-- Given data follows --
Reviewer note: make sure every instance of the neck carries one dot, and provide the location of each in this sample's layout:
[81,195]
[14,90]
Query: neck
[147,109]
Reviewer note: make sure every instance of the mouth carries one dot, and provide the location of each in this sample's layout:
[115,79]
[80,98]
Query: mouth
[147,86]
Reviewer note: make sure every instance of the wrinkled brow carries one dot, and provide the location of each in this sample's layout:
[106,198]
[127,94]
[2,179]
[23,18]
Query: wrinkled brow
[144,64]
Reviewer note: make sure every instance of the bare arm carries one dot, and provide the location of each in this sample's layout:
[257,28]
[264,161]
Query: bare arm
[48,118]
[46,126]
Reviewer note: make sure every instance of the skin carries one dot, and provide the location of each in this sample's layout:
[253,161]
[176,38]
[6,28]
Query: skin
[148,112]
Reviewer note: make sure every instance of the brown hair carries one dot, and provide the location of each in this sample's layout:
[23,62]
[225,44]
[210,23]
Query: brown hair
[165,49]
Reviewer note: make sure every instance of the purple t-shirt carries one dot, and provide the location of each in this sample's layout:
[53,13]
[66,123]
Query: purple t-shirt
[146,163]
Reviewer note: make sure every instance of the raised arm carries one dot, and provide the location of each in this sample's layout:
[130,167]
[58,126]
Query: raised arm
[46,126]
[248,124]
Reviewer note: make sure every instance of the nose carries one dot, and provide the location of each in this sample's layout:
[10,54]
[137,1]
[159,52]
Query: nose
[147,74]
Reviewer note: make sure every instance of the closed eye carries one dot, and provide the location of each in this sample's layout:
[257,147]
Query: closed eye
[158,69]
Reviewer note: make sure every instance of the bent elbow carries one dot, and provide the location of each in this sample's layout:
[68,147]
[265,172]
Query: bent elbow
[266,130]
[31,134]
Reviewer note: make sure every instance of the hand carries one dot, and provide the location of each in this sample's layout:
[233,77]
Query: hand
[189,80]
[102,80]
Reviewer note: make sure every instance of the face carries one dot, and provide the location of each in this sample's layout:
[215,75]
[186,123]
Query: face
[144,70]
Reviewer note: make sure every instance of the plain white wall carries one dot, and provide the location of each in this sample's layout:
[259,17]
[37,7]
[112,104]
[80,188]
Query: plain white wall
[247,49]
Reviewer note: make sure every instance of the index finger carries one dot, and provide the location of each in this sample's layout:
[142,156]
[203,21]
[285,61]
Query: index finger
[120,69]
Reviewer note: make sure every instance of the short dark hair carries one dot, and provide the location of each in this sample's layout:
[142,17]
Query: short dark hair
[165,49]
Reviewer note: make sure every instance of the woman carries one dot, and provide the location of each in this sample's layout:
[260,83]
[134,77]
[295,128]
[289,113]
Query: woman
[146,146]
-- Given data concluded --
Problem
What you write must be the entries restated word for word, from the opening line through the one holding "Reviewer note: make sure every instance of the wrinkled", with nothing else.

Response area
Reviewer note: make sure every instance of the neck carries one dot, and provide the location of each in this sample's layout:
[81,195]
[14,90]
Query: neck
[147,109]
Reviewer note: make sure every instance of the mouth carries one dot, and provide the location of each in this sample's layout:
[115,79]
[80,98]
Query: mouth
[147,86]
Reviewer note: make sure every instance of the wrinkled brow carries one dot, and provide the location of each in this sample's layout:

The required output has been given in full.